(Exercise materials)
• • • • •
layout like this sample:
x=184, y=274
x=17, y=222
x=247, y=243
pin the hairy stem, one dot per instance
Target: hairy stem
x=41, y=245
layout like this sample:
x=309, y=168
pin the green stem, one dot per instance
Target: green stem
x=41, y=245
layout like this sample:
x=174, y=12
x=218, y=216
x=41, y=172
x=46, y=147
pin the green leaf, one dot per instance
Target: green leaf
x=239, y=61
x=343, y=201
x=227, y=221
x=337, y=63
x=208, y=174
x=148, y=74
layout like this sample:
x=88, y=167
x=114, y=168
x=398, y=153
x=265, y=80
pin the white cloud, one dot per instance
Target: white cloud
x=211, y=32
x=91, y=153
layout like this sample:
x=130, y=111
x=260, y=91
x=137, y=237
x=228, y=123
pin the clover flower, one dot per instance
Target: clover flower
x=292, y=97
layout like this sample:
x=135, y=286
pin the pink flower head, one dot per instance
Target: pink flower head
• • • • •
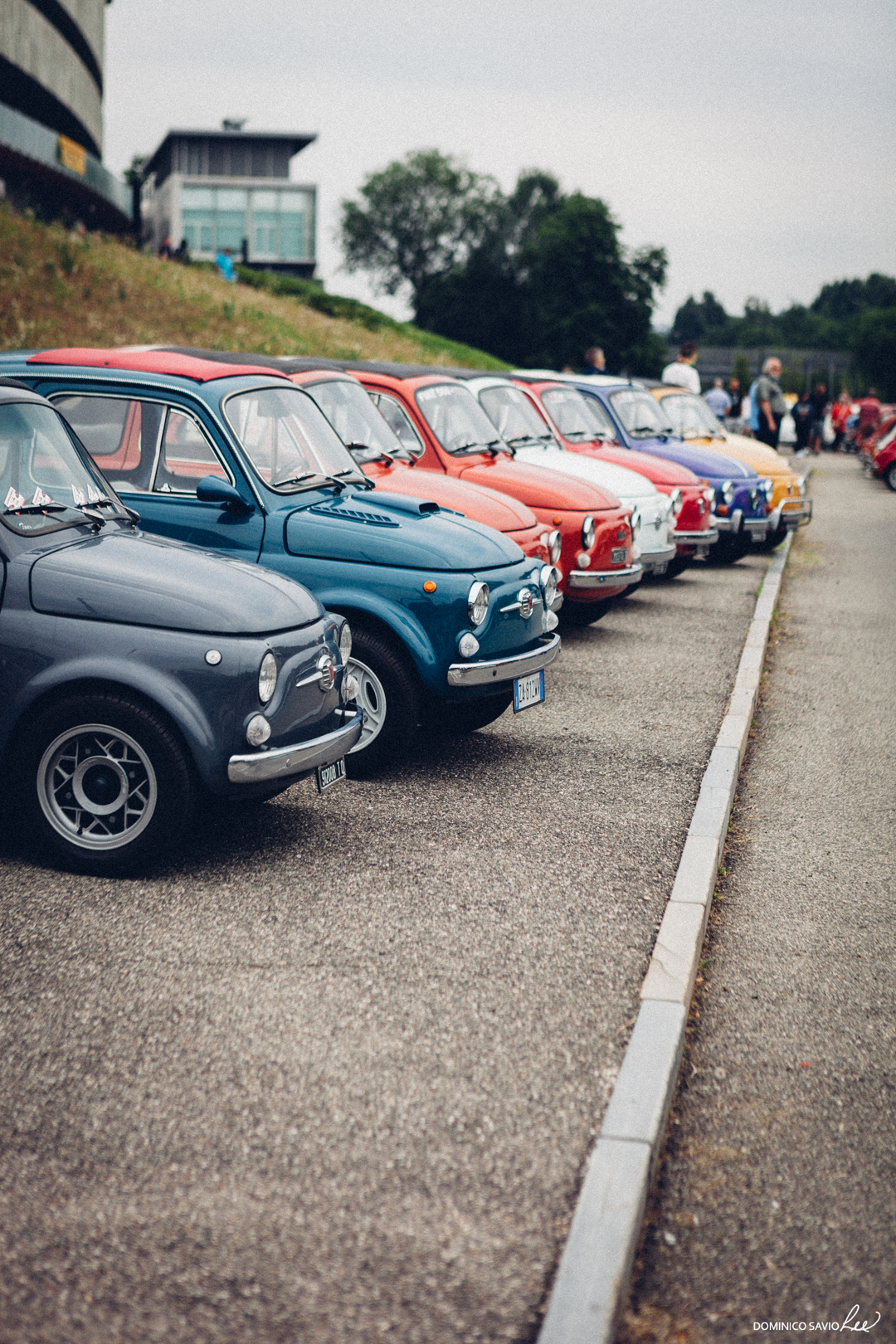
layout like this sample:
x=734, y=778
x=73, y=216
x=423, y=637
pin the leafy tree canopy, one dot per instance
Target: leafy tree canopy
• • • • •
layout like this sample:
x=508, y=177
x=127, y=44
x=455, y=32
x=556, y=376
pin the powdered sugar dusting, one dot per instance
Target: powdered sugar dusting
• • • • •
(Task requirements)
Using the listing above, show each line with the word "canopy" in it.

(Answer)
pin the leafy tree canopy, one dot per instance
Target: leafy tree canopy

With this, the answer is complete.